* _Brief_: In the exchange about Burma below, what reason is given for India and China being reluctant to back sanctions or further isolation of the regime? Reply in one to three sentences.

** Begin Page text **

My Lords, there are continuous and frequent discussions at Security Council level. Last year I had occasion to talk to Ministers in both countries about this issue. Unfortunately, economic competition between India and China for a greater stake in Burma makes both of them reluctant to be parties to sanctions or further isolation of the regime.

My Lords, does the Minister agree that, whatever pressures are brought to bear on Burma by western nations, other ASEAN nations are complicit in many respects? The leader of the Shan people said to me that Burma opened its treasure chest of jade and jewels and ASEAN nations bought into it. Therefore, will Her Majesty's Government make representations to the other ASEAN nations not to allow commercial interests to undermine political pressure for the release of Aung San Suu Kyi and other political prisoners and the cessation of all human rights violations in Burma?

My Lords, following Cyclone Nargis last year ASEAN has tried to play an increasingly constructive role in the case of Burma, and a number of ASEAN leaders have come quite far out on this issue. I say again, however, that the essential dilemma in our policy on Burma is that whereas we in the West have relied on sanctions and isolation, ASEAN neighbours have preferred limited engagement. That contradiction of strategy means that the regime has survived very nicely, thank you.

My Lords, I am sure that the noble Lord will join me in welcoming the statement by the presidency of ASEAN expressing grave concern about the treatment of Aung San Suu Kyi in view of her fragile state of health. Does he think that it would be worth while asking the UN special envoy, Mr Thomas Quintana, to visit both Beijing and New Delhi to see whether China and India can be persuaded to line up behind that statement and to join the EU in imposing sanctions on the regime?

** End Page text **
** Begin Data entries **

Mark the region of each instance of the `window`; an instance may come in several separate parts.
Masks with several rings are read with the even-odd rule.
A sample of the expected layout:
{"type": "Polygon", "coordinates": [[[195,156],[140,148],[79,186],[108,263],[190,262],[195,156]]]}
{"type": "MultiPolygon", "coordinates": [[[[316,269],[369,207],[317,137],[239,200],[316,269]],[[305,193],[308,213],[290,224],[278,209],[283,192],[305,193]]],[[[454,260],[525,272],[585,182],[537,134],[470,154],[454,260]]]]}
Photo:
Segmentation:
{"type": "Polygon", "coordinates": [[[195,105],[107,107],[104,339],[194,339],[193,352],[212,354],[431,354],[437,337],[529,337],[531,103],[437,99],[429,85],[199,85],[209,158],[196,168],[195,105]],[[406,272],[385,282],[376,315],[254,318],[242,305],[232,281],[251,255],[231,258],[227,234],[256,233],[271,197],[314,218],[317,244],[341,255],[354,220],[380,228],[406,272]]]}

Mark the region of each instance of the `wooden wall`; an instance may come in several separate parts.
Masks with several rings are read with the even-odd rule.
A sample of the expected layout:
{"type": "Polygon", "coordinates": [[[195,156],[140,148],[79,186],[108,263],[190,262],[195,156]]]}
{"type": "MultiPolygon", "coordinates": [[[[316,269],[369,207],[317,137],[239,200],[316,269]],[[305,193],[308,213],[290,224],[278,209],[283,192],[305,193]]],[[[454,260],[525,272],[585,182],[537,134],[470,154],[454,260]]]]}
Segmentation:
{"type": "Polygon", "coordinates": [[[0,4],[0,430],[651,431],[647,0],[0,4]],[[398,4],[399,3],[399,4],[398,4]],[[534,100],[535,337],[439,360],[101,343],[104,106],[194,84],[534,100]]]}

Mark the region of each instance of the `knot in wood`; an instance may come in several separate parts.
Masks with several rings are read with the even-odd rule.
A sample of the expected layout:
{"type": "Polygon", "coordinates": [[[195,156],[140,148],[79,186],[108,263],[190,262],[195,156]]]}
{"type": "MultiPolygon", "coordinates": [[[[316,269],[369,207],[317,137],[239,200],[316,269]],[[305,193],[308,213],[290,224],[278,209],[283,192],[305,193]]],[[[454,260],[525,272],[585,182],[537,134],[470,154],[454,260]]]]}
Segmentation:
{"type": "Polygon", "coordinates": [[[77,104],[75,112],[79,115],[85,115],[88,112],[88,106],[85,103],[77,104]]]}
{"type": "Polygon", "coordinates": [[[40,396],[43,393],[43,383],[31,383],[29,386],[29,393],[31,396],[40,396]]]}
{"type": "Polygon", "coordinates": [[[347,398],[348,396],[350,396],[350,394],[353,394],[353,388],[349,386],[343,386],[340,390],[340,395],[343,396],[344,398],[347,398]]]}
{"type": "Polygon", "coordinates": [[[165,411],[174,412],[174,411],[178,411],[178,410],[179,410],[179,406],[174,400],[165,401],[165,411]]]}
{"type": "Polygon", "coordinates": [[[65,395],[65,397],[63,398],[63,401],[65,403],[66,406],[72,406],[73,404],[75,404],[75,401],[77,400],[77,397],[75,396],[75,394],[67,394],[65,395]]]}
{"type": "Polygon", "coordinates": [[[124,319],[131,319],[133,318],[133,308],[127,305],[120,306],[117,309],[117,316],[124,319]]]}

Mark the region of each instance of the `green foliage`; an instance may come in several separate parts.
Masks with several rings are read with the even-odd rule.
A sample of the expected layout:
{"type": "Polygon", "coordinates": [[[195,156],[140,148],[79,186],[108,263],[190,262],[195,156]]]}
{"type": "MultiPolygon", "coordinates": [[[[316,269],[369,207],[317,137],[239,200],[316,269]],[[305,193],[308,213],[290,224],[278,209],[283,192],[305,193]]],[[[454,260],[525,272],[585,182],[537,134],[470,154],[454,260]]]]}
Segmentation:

** End Data entries **

* _Output_: Economic competition between India and China for a greater stake in Burma makes both countries reluctant to be parties to sanctions or to further isolation of the regime.